Amazon, in any case, was never better for a lot of classical - the specialists still rule supreme for those, even on price.
And I might add, try looking up 5 of the top say, British mezzos or basses, and count their actual CD output - the record companies don't really help by under-recording some of the very best talent to such an extent that the only way to hear them is either youtube, or to travel to hear them live. One American mezzo who emerged in the late 80s has over 70 cd recordings under her belt - the British mezzos I regard as the finest, who arrived in the following decade - one has 24 CDs in the current catalogue, the 2nd, the better of the two, has her name on just 12 (and in some cases just a few tracks). If the best artists and music is/are not being recorded, well its not surprising that the retailers cannot sell it.
There has been a noticeable difference in the HMV classical sections in the larger city stores than in the provincial ones. Manchester HMV classical section, still pretty good (was there only two weeks ago). I'd say benchmark standard for what you'd expect, not massive on choice but wide enough. The Oxford Street one was the best physical product choice I've seen but Tower when it had the classical vinyl upstairs was very impressive in the mid-late 80's. Some rare stuff there - picked up the Cornelius Cardew memorial concert on double album.
Meanwhile your provincial stores have the usual - a few budget priced ranges and a few of whichever soloists are condsidered safe bets ie. 'crossover'. There's been a blatant policy as well of get a few in of something that's 'happening' - 6 of Bruckner 9 or whatever, but fast sell and don't replace, move onto the next one.

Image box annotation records

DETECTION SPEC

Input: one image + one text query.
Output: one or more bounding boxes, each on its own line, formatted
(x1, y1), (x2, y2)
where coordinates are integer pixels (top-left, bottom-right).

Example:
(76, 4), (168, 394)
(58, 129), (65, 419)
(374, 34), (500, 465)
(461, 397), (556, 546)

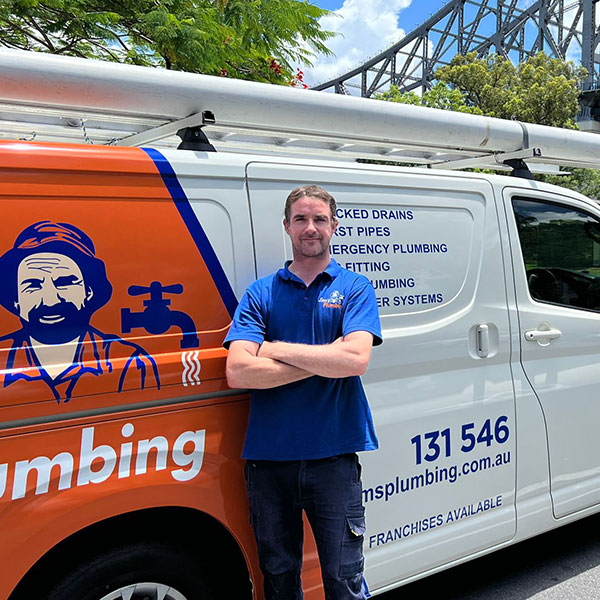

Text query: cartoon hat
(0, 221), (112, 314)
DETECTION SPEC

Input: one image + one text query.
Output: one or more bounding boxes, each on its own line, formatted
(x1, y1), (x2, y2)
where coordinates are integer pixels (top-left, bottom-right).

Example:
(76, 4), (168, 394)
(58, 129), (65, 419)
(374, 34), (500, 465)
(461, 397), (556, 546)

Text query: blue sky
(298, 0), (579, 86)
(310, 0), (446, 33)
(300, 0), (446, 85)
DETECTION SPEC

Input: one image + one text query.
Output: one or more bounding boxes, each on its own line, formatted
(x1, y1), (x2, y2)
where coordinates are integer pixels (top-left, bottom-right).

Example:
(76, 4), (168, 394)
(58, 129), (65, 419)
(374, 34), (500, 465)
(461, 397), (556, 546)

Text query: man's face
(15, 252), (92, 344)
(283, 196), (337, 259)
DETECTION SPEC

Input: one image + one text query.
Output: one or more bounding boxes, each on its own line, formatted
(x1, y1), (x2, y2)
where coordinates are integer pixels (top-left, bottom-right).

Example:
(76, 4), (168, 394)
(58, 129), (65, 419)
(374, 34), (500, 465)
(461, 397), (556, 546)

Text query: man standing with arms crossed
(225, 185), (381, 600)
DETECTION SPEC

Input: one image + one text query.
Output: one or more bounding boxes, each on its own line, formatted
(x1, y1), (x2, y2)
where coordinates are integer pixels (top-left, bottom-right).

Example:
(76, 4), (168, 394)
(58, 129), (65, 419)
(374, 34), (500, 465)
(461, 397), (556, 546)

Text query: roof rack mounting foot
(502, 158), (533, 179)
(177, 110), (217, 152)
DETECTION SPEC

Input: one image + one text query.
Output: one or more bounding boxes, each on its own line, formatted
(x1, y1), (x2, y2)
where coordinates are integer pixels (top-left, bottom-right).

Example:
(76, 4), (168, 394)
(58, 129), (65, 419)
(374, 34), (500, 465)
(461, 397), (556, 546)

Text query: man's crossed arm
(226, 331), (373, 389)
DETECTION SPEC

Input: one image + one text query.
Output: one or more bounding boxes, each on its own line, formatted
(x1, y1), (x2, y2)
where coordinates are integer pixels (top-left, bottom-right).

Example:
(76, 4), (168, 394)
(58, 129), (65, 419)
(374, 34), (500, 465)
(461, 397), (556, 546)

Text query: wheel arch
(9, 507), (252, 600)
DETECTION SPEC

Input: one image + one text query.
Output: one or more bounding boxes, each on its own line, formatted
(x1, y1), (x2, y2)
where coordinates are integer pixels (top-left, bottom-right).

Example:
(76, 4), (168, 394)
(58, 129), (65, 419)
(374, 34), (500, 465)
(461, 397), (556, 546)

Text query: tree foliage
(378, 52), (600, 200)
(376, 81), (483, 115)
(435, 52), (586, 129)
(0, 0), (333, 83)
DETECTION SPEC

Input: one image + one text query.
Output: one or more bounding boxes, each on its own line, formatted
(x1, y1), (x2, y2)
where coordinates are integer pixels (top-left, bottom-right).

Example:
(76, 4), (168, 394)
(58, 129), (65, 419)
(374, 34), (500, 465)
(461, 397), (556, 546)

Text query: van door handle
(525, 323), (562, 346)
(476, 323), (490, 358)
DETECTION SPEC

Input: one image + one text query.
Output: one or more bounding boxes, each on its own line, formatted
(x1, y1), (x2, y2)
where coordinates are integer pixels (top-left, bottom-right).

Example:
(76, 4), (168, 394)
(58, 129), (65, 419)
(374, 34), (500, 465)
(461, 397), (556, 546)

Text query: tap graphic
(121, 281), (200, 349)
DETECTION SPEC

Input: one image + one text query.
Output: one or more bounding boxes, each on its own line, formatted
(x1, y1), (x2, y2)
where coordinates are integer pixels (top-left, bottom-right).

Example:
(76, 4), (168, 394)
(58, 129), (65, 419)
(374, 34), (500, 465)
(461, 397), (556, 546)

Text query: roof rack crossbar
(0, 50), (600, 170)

■ **TASKS TO PERFORM**:
(a) Using the post on classical music retail, say whether each statement agrees with it: (i) The writer had been to the Manchester HMV classical section shortly before writing. (ii) The American mezzo who emerged in the late 80s has fewer than 50 CD recordings. (iii) Amazon was always the best place for classical, beating the specialists on price. For each, answer yes or no and quote the words that decide it.
(b) Swap "provincial stores" for "smaller branches" in the post on classical music retail, and write out the passage from "Meanwhile your provincial" up to and including "the next one.".

■ **TASK RESPONSES**:
(a)
(i) Yes: "was there only two weeks ago"
(ii) No: "has over 70 cd recordings under her belt"
(iii) No: "Amazon, in any case, was never better for a lot of classical - the specialists still rule supreme for those, even on price."

(b)
Meanwhile your smaller branches have the usual - a few budget priced ranges and a few of whichever soloists are condsidered safe bets ie. 'crossover'. There's been a blatant policy as well of get a few in of something that's 'happening' - 6 of Bruckner 9 or whatever, but fast sell and don't replace, move onto the next one.